▶ _TEXT SECTION_:
************
Hopkins vs Taylor Pre-Fight Analysis
By Michael Amakor
On July 16th, Undisputed
Middleweight Champion of the world Bernard "The Executioner" Hopkins defends
his WBA, WBC,WBO and IBF titles against WBC Continental Americas
Middleweight Champion Jermain “Bad Intentions” Taylor at the MGM Grand Hotel
and Casino in Las Vegas, Nevada on HBO in a fight Labelled Next in Line.
The Executioner first made me his fan with his thrilling and brutal stoppage
of skilled southpaw Joe "The Sledgehammer" Lipsky in the 4th round back in
1996, you had to see that knockout as Hopkins suddenly stepped back and
unleashed a blur of vicious uppercuts that absolutely stopped Lipsky dead on
his feets,Hopkins showed killer instinct by immediately putting together a
combination that sent the sledgehammer to the canvas almost unconscious
prompting the experienced Referee - Mitch Halpern to wave off the fight even
before Lipsky’s head had touched the canvas, Joe Lipsky has not fought again
since that knockout.
************
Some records
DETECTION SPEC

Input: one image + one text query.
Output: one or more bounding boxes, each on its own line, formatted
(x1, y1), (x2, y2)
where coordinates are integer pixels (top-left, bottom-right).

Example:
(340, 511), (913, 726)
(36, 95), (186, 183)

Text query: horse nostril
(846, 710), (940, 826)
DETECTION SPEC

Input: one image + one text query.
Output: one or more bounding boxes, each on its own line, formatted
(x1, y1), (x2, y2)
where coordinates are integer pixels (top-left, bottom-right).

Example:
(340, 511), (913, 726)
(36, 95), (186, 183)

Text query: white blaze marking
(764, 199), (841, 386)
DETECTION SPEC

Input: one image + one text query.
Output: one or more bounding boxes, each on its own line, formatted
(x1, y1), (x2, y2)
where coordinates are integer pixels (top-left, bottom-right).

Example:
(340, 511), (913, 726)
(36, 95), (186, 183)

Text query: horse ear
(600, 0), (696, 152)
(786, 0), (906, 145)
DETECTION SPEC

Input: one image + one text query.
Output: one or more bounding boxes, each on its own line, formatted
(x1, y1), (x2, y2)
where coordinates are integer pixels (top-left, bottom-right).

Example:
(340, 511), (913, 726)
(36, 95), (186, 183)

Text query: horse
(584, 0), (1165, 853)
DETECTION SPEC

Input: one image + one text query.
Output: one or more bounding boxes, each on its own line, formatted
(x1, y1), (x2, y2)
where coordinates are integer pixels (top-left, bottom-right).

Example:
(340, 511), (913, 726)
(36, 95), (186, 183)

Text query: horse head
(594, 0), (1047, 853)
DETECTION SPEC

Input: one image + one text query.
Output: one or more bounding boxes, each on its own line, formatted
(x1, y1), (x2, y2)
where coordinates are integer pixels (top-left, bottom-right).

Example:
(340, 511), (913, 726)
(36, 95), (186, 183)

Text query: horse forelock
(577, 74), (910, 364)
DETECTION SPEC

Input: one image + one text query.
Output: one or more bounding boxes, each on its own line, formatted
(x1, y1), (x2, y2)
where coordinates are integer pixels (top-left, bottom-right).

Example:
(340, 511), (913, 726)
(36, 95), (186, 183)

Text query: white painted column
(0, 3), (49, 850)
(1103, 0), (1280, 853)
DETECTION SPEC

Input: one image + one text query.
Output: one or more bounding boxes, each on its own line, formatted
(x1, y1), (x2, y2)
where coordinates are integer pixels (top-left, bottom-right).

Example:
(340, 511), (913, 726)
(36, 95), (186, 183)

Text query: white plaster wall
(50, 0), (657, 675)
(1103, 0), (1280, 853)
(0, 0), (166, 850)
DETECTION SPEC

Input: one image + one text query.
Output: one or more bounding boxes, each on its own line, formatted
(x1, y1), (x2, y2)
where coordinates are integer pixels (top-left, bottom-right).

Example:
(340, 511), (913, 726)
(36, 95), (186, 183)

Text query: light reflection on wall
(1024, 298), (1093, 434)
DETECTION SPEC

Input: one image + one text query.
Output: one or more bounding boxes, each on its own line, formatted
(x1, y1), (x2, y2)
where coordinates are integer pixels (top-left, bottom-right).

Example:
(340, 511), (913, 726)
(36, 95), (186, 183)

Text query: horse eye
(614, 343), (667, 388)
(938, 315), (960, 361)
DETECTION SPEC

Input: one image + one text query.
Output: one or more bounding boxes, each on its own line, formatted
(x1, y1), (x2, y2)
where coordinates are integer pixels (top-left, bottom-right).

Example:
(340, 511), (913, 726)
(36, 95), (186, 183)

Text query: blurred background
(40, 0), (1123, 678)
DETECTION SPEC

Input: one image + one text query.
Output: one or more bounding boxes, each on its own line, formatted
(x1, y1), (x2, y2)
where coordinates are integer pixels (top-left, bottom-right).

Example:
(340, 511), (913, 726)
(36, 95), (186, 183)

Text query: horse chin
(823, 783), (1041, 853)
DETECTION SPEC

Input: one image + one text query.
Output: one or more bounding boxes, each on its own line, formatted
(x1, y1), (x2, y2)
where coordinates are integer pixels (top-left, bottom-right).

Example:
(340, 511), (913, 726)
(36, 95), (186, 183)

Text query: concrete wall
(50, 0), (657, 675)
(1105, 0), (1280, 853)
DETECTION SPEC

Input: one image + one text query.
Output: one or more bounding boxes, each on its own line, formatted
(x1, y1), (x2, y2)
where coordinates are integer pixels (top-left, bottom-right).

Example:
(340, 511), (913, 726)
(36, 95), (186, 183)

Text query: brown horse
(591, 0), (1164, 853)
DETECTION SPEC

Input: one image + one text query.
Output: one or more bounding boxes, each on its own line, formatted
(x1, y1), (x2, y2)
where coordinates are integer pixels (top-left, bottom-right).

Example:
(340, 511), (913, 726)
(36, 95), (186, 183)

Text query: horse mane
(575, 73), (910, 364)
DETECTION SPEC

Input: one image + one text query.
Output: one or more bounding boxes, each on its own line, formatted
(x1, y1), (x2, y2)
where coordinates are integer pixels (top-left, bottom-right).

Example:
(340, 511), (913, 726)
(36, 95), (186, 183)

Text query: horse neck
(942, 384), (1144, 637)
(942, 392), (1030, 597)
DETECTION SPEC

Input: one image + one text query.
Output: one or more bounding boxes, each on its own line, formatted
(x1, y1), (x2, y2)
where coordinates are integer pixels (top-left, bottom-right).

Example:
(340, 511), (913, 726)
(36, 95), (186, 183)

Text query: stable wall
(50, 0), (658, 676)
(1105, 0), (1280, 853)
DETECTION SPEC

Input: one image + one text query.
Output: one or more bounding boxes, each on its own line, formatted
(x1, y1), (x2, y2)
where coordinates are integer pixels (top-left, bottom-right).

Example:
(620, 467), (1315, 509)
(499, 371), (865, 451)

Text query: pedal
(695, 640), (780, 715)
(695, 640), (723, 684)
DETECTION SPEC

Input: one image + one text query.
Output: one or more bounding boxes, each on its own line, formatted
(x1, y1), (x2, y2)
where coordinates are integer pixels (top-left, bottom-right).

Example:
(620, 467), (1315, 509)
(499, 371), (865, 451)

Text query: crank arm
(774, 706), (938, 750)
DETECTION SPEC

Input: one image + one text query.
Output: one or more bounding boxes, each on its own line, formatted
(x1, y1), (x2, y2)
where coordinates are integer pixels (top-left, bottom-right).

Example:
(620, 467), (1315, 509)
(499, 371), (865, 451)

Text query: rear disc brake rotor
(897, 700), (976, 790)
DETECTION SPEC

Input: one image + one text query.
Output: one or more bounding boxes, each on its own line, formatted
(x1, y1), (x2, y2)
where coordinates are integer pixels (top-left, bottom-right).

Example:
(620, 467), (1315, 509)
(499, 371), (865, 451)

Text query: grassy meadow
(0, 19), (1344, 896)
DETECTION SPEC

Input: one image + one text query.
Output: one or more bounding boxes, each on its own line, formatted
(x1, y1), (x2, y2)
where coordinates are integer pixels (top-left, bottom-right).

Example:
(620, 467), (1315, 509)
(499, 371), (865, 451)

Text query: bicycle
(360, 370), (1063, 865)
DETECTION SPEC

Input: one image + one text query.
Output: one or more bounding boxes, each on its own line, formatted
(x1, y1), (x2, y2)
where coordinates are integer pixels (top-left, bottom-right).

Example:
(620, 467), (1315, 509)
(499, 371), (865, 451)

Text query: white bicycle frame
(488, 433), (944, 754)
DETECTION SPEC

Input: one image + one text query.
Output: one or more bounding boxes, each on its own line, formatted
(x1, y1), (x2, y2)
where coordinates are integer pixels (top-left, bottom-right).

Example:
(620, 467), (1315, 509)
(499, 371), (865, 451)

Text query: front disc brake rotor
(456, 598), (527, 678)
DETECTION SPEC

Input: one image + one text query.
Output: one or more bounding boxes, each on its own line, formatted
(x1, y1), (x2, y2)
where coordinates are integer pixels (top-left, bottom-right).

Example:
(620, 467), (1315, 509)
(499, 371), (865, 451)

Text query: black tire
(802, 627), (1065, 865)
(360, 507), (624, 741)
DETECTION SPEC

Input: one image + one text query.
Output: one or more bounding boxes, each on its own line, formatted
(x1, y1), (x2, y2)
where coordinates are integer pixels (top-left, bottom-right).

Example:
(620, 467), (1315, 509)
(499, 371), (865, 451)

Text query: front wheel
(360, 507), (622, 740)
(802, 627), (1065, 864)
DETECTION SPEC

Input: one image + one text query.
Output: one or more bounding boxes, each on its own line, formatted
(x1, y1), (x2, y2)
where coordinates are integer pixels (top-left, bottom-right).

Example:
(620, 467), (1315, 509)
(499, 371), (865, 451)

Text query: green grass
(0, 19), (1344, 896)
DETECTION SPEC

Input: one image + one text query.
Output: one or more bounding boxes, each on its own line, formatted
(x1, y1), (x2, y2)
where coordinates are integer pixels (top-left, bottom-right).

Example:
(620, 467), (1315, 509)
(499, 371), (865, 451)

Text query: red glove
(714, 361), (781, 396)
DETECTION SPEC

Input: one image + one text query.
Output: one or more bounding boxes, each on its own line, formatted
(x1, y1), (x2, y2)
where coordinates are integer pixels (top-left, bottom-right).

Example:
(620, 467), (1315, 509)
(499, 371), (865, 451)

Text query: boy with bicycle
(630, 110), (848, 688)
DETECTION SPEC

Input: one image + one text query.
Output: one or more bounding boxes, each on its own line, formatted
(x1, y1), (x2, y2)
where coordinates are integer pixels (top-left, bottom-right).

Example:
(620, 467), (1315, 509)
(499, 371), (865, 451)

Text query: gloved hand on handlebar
************
▶ _TASKS_:
a – Name every championship title that the pre-fight analysis says Hopkins defends against Taylor.
b – Copy the records starting at their first line and ending at the line that contains "(846, 710), (940, 826)", requests included, and decrease every coordinate in the answers by 133.

▶ _SOLUTIONS BELOW_:
a – WBA, WBC, WBO, IBF

b –
DETECTION SPEC

Input: one image + one text query.
Output: one or more bounding boxes, each on its own line, formatted
(x1, y1), (x2, y2)
where coordinates are integer pixels (top-left, bottom-right).

Example:
(340, 511), (913, 726)
(36, 95), (186, 183)

Text query: horse nostril
(713, 577), (807, 693)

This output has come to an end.